→ Directions for this task
Render every line of the material below as a Markdown table with two columns, Number and Entry, numbering each row and leaving out blank lines.

═════ Supplied records ═════

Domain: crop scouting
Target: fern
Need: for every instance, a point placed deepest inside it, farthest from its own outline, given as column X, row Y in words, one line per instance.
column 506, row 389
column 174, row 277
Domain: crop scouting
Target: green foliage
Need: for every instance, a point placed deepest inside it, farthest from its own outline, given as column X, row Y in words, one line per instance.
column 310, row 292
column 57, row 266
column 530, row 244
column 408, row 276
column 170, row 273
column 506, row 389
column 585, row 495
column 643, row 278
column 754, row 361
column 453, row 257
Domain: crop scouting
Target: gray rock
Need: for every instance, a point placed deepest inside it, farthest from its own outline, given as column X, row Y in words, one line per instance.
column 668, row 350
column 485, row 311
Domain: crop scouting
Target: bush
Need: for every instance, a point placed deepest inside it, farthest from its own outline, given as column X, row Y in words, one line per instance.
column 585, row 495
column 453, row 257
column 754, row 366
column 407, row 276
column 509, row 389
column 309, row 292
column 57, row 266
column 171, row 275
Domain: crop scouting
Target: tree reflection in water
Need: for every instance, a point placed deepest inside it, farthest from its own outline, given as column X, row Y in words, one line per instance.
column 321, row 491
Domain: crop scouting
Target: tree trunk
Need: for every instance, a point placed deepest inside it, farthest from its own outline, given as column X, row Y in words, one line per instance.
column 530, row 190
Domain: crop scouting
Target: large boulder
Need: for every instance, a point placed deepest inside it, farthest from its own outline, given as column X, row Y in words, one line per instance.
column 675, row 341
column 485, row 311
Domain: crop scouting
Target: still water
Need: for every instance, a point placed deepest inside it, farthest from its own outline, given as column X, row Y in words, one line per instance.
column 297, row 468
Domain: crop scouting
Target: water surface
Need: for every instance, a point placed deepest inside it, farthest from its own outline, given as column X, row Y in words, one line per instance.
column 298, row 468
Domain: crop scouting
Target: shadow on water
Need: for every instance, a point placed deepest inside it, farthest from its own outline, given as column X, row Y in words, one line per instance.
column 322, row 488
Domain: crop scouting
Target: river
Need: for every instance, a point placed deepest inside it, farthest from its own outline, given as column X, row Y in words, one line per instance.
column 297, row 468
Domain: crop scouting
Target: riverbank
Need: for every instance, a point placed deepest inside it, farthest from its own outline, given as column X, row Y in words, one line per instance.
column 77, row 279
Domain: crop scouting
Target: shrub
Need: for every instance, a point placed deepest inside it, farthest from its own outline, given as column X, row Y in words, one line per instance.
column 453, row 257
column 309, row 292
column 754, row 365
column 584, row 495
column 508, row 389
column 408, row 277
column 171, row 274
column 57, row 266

═════

→ Exercise output
| Number | Entry |
|---|---|
| 1 | Domain: crop scouting |
| 2 | Target: fern |
| 3 | Need: for every instance, a point placed deepest inside it, farthest from its own outline, given as column X, row Y in words, one line per instance. |
| 4 | column 506, row 389 |
| 5 | column 174, row 277 |
| 6 | Domain: crop scouting |
| 7 | Target: green foliage |
| 8 | Need: for every instance, a point placed deepest inside it, farthest from its own outline, given as column X, row Y in words, one line per instance. |
| 9 | column 310, row 292 |
| 10 | column 57, row 266 |
| 11 | column 530, row 244 |
| 12 | column 408, row 276 |
| 13 | column 170, row 273 |
| 14 | column 506, row 389 |
| 15 | column 585, row 495 |
| 16 | column 643, row 278 |
| 17 | column 754, row 361 |
| 18 | column 453, row 257 |
| 19 | Domain: crop scouting |
| 20 | Target: gray rock |
| 21 | Need: for every instance, a point placed deepest inside it, farthest from its own outline, given as column X, row Y in words, one line per instance. |
| 22 | column 668, row 350 |
| 23 | column 485, row 311 |
| 24 | Domain: crop scouting |
| 25 | Target: bush |
| 26 | Need: for every instance, a point placed deepest inside it, farthest from its own outline, given as column X, row Y in words, one line per instance. |
| 27 | column 585, row 495 |
| 28 | column 453, row 257 |
| 29 | column 754, row 366 |
| 30 | column 407, row 276 |
| 31 | column 509, row 389 |
| 32 | column 309, row 292 |
| 33 | column 57, row 266 |
| 34 | column 171, row 275 |
| 35 | Domain: crop scouting |
| 36 | Target: tree reflection in water |
| 37 | Need: for every instance, a point placed deepest inside it, farthest from its own outline, given as column X, row Y in words, one line per instance. |
| 38 | column 321, row 491 |
| 39 | Domain: crop scouting |
| 40 | Target: tree trunk |
| 41 | Need: for every instance, a point placed deepest inside it, farthest from its own outline, given as column X, row Y in words, one line per instance. |
| 42 | column 530, row 190 |
| 43 | Domain: crop scouting |
| 44 | Target: large boulder |
| 45 | Need: for every instance, a point placed deepest inside it, farthest from its own outline, given as column X, row Y in words, one line per instance. |
| 46 | column 675, row 341 |
| 47 | column 485, row 311 |
| 48 | Domain: crop scouting |
| 49 | Target: still water |
| 50 | Need: for every instance, a point placed deepest inside it, farthest from its own outline, given as column X, row Y in words, one line per instance. |
| 51 | column 297, row 468 |
| 52 | Domain: crop scouting |
| 53 | Target: water surface |
| 54 | Need: for every instance, a point placed deepest inside it, farthest from its own outline, given as column X, row Y in words, one line per instance. |
| 55 | column 298, row 468 |
| 56 | Domain: crop scouting |
| 57 | Target: shadow on water |
| 58 | Need: for every instance, a point placed deepest inside it, farthest from its own outline, given as column X, row Y in words, one line per instance. |
| 59 | column 322, row 488 |
| 60 | Domain: crop scouting |
| 61 | Target: river |
| 62 | Need: for every instance, a point placed deepest inside it, farthest from its own outline, given as column X, row Y in words, one line per instance. |
| 63 | column 297, row 468 |
| 64 | Domain: crop scouting |
| 65 | Target: riverbank |
| 66 | Need: for every instance, a point placed deepest inside it, farthest from its own outline, given as column X, row Y in words, one line per instance. |
| 67 | column 77, row 279 |
| 68 | Domain: crop scouting |
| 69 | Target: shrub |
| 70 | Need: for every instance, a point placed deepest inside it, farthest from its own outline, given as column X, row Y in words, one line per instance. |
| 71 | column 453, row 257 |
| 72 | column 309, row 292 |
| 73 | column 754, row 365 |
| 74 | column 584, row 495 |
| 75 | column 508, row 389 |
| 76 | column 408, row 277 |
| 77 | column 171, row 274 |
| 78 | column 57, row 266 |